Entries from a dataset
....................

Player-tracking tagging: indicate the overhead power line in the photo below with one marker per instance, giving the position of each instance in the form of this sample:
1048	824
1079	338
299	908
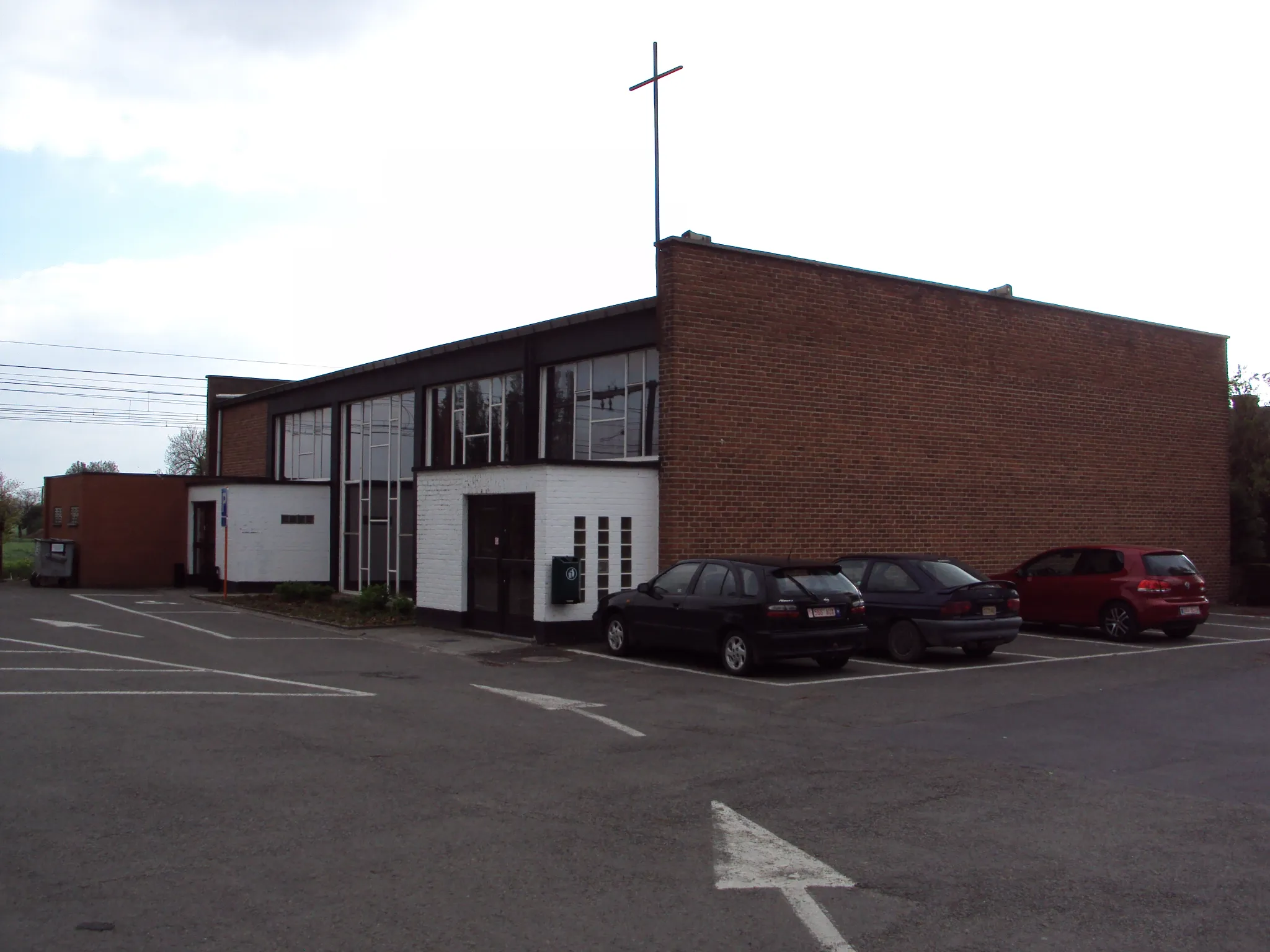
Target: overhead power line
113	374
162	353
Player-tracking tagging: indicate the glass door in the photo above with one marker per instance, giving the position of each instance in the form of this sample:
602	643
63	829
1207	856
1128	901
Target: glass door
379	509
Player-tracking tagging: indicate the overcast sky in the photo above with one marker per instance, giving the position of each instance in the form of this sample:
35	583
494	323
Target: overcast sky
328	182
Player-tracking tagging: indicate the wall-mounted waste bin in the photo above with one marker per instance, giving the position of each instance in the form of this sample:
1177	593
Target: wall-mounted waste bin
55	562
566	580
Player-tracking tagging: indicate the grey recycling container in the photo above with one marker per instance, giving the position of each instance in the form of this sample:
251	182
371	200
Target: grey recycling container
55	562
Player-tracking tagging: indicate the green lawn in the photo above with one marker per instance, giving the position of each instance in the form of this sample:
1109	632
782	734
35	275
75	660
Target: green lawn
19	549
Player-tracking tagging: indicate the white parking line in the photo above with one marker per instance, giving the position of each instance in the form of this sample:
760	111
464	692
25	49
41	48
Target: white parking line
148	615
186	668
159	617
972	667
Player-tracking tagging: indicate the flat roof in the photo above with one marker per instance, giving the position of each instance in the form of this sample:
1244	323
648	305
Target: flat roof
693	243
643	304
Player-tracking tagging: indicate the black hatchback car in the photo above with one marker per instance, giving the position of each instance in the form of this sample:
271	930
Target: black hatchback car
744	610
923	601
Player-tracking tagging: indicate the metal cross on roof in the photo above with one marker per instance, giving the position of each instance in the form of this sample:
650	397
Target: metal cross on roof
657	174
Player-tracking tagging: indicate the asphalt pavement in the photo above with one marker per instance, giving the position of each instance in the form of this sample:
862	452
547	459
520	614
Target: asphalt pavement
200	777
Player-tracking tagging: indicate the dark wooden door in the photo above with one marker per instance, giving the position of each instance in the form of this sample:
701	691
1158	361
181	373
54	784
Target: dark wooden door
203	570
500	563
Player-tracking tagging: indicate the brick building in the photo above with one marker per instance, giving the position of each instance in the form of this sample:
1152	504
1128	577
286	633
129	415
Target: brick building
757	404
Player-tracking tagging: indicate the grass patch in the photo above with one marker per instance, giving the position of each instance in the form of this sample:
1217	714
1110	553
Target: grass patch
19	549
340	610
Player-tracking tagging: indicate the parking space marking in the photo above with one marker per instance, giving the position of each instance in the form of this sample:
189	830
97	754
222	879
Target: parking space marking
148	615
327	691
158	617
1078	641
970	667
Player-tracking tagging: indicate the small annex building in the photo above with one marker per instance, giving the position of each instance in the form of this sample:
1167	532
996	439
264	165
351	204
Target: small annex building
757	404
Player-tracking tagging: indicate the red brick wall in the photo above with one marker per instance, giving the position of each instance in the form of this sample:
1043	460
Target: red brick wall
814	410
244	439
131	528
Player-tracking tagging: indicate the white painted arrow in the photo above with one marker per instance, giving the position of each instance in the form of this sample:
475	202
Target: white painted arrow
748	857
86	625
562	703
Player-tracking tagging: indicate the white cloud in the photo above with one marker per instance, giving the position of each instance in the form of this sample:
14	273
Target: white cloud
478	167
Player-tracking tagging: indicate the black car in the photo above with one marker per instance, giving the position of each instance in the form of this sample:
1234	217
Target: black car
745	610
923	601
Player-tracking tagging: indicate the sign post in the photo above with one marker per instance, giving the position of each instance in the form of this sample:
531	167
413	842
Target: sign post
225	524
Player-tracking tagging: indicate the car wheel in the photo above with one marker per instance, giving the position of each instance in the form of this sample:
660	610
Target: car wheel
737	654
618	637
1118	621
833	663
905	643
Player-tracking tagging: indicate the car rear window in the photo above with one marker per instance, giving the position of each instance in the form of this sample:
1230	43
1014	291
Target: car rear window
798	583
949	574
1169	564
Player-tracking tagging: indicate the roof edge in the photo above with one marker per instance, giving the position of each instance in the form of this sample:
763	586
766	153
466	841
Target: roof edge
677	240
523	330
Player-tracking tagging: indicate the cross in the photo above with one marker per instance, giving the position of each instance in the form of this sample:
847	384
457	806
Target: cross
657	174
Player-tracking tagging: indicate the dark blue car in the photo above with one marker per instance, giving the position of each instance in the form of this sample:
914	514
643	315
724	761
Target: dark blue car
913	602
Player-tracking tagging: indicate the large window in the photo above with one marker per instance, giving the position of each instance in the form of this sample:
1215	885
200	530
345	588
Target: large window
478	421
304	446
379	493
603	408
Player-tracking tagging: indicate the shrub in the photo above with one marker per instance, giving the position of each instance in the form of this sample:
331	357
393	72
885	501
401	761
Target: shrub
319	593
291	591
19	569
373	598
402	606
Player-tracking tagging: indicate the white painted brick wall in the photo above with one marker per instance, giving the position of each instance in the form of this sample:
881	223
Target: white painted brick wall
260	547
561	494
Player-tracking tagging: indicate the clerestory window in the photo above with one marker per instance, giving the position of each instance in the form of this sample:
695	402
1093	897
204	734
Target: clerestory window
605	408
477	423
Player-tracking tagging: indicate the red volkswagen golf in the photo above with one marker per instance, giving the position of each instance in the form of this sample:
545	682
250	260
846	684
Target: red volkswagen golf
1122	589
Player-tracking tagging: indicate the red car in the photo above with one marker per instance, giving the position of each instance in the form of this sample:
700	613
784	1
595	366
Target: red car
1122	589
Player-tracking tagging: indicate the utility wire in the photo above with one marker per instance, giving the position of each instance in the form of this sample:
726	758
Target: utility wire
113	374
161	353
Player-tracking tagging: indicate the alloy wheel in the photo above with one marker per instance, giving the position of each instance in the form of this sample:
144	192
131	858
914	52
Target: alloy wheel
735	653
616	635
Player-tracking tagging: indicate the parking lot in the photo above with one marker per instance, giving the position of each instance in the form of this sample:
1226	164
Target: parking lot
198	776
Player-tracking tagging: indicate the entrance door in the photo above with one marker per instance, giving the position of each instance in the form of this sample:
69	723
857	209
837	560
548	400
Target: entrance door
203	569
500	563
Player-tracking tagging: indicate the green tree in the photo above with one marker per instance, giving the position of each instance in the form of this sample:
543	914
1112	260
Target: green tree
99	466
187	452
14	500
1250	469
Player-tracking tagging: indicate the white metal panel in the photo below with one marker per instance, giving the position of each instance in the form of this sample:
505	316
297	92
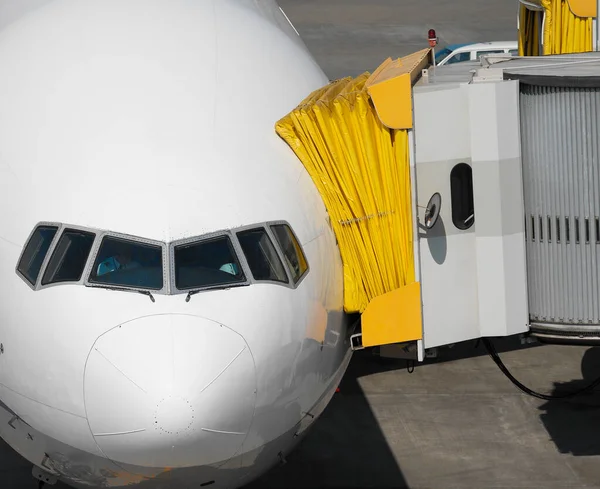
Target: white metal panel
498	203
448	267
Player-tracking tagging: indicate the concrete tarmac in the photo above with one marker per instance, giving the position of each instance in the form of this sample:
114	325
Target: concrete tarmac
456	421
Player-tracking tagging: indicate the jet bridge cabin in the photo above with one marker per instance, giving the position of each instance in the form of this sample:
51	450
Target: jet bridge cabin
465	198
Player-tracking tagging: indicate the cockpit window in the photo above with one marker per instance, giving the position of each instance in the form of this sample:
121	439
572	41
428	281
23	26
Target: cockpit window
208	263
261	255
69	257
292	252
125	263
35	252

....................

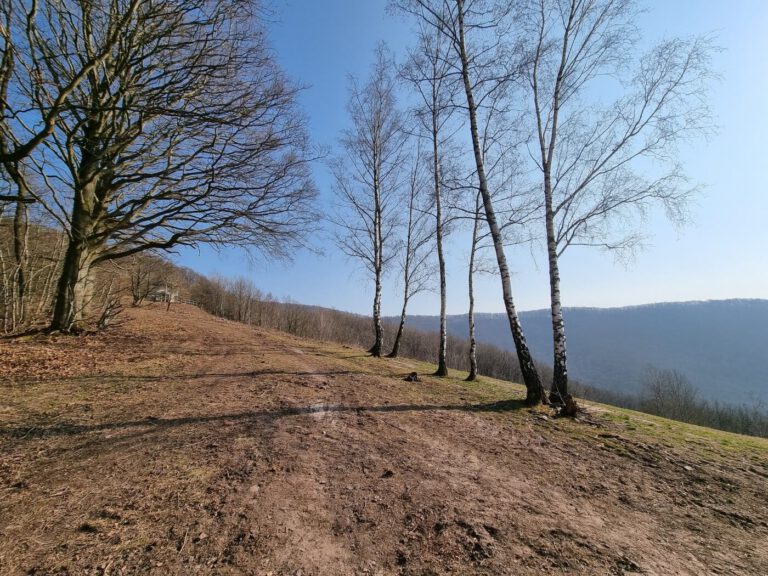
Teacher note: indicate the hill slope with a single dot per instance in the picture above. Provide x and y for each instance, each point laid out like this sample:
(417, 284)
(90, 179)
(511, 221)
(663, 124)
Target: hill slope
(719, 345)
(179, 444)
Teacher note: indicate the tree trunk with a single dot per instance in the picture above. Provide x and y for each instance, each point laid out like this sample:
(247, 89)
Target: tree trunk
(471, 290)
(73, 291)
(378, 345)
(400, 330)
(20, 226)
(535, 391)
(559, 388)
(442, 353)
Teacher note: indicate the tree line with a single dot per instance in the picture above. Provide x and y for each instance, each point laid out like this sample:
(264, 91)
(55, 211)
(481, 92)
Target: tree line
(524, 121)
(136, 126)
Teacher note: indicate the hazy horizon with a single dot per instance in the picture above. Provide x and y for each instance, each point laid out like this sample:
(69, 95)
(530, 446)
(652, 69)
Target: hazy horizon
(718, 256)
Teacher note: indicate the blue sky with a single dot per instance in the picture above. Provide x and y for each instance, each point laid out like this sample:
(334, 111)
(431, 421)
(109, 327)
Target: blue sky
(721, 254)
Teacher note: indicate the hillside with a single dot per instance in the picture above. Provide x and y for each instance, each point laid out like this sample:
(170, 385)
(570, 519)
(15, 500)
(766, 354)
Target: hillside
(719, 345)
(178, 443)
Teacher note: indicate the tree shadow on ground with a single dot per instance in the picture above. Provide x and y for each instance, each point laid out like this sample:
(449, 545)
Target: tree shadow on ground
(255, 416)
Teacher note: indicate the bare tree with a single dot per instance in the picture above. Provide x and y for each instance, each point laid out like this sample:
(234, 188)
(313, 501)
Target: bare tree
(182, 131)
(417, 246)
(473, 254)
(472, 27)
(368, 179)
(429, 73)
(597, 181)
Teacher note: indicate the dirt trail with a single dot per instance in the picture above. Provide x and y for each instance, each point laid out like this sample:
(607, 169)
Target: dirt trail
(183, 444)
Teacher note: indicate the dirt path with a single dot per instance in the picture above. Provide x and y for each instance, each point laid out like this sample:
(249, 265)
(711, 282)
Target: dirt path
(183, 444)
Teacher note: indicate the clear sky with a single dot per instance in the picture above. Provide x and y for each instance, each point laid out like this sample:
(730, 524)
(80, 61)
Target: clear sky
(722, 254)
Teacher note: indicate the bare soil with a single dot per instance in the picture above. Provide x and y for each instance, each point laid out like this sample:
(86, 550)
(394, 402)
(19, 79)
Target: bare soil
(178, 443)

....................

Return each line of the items above that contains the word "space". Treat uppercase and lowercase letters as distinct.

Player-tracking tagging: indicate the parking space marking in the photo above with one marker per instance, giving the position of each instance in the form of this sample:
Target: parking space marking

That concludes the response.